Antioch, March 18th, 2012

Fronted by a new singer, Autumn unleashed their fourth studio album, which they regarded as "a logical progression" from its predecessor. Personally, I cannot tell for sure whether Altitude was a progression from My New Time or a complete transformation of the band’s sound, but I am quite convinced the move was not a logical one. Nobody – not even the most avid or optimistic of fans – could have possibly foreseen the heights Autumn attained in Altitude. If truth be told, I had never expected much of Autumn, nor had I thought the day would ever come when I would survive a single listen to an entire Autumn record without getting bored, let alone have it played nonstop for hours on end. Therefore, I have to admit I had overlooked Autumn’s potential and had doubted their musical vision which had seemed to be drifting into more pop grounds; however, Altitude proved me, as it did myriads of other sceptics, confessedly wrong.

Autumn have advanced considerably throughout their career, especially in the song-writing department: the music on Altitude is better-thought-of and much richer than anything they had ever done. Yet, despite their diversity and the various elements incorporated into each, the songs have an incredibly smooth flow, which makes Altitude an endlessly enchanting listen. Autumn feel at ease playing the heavier up-tempo songs as well as the softer slower ones without affecting the uniformity of the album even when such opposites are played in succession as are “Sulphur Rodents” and “Horizon Line”. Moreover, Marjan’s voice does not falter as it straddles such dividing lines: it neither sinks underneath the other instruments during stormy weather nor fails to float peacefully when the calm comes afterwards. It has certain warmth which Nienke’s voice lacked – that’s why Autumn sounds more genial than before, particularly to those who found Nienke’s voice quite cold and uninviting.

▬▬▬▬▬▬▬▬▬▬

# COMPLETE THE FOLLOWING
1. Reproduce the review of Autumn's album Altitude above in full, word for word.
2. Convert the entries below, from their first line through the line containing "[[[174,65],[174,102],[217,106],[217,59]]]" (both included), into a JSON list of strings with one string per line, leaving out any blank lines.

▬▬▬▬▬▬▬▬▬▬

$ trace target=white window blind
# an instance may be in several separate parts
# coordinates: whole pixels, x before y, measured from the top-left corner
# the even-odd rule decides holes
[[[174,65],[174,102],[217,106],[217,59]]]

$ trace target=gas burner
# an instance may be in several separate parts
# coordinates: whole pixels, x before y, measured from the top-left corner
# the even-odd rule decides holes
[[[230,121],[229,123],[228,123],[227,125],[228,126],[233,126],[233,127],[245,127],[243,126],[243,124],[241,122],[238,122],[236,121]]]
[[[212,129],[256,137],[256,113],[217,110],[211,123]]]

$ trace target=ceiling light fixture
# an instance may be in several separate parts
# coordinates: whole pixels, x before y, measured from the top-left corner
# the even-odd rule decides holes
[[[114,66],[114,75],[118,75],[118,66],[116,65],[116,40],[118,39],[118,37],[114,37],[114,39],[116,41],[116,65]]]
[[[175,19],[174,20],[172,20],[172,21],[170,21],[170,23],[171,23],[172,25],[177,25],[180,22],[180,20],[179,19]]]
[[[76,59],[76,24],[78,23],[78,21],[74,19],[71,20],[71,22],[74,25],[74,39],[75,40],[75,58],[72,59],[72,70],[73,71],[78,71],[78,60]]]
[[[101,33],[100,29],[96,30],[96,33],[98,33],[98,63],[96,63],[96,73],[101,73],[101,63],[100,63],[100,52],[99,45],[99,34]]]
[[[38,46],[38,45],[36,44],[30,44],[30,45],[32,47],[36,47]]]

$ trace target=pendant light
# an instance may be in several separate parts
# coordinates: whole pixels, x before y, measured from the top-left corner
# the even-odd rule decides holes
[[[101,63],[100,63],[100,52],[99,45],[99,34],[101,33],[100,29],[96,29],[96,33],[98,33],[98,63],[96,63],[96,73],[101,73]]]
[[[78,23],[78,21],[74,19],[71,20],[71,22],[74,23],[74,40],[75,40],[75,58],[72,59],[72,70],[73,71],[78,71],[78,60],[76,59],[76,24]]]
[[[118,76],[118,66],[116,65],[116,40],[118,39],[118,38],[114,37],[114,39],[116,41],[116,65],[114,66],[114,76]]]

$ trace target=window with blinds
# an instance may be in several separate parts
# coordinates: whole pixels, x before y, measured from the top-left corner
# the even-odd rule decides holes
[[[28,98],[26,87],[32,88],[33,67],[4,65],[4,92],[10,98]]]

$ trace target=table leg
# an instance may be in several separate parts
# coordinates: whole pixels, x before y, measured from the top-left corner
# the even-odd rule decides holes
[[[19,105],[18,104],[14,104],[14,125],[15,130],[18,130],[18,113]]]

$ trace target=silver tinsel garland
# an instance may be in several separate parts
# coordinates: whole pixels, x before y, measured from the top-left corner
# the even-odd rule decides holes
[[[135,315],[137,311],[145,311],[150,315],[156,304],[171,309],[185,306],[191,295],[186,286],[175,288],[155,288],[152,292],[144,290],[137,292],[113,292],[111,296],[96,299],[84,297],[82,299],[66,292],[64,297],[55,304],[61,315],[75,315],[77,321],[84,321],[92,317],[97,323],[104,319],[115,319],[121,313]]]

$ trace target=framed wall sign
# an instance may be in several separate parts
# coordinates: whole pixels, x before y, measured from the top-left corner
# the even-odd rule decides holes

▬▬▬▬▬▬▬▬▬▬

# ANSWERS GIVEN
1.
Antioch, March 18th, 2012

Fronted by a new singer, Autumn unleashed their fourth studio album, which they regarded as "a logical progression" from its predecessor. Personally, I cannot tell for sure whether Altitude was a progression from My New Time or a complete transformation of the band’s sound, but I am quite convinced the move was not a logical one. Nobody – not even the most avid or optimistic of fans – could have possibly foreseen the heights Autumn attained in Altitude. If truth be told, I had never expected much of Autumn, nor had I thought the day would ever come when I would survive a single listen to an entire Autumn record without getting bored, let alone have it played nonstop for hours on end. Therefore, I have to admit I had overlooked Autumn’s potential and had doubted their musical vision which had seemed to be drifting into more pop grounds; however, Altitude proved me, as it did myriads of other sceptics, confessedly wrong.

Autumn have advanced considerably throughout their career, especially in the song-writing department: the music on Altitude is better-thought-of and much richer than anything they had ever done. Yet, despite their diversity and the various elements incorporated into each, the songs have an incredibly smooth flow, which makes Altitude an endlessly enchanting listen. Autumn feel at ease playing the heavier up-tempo songs as well as the softer slower ones without affecting the uniformity of the album even when such opposites are played in succession as are “Sulphur Rodents” and “Horizon Line”. Moreover, Marjan’s voice does not falter as it straddles such dividing lines: it neither sinks underneath the other instruments during stormy weather nor fails to float peacefully when the calm comes afterwards. It has certain warmth which Nienke’s voice lacked – that’s why Autumn sounds more genial than before, particularly to those who found Nienke’s voice quite cold and uninviting.

2.
[
  "$ trace target=white window blind",
  "# an instance may be in several separate parts",
  "# coordinates: whole pixels, x before y, measured from the top-left corner",
  "# the even-odd rule decides holes",
  "[[[174,65],[174,102],[217,106],[217,59]]]"
]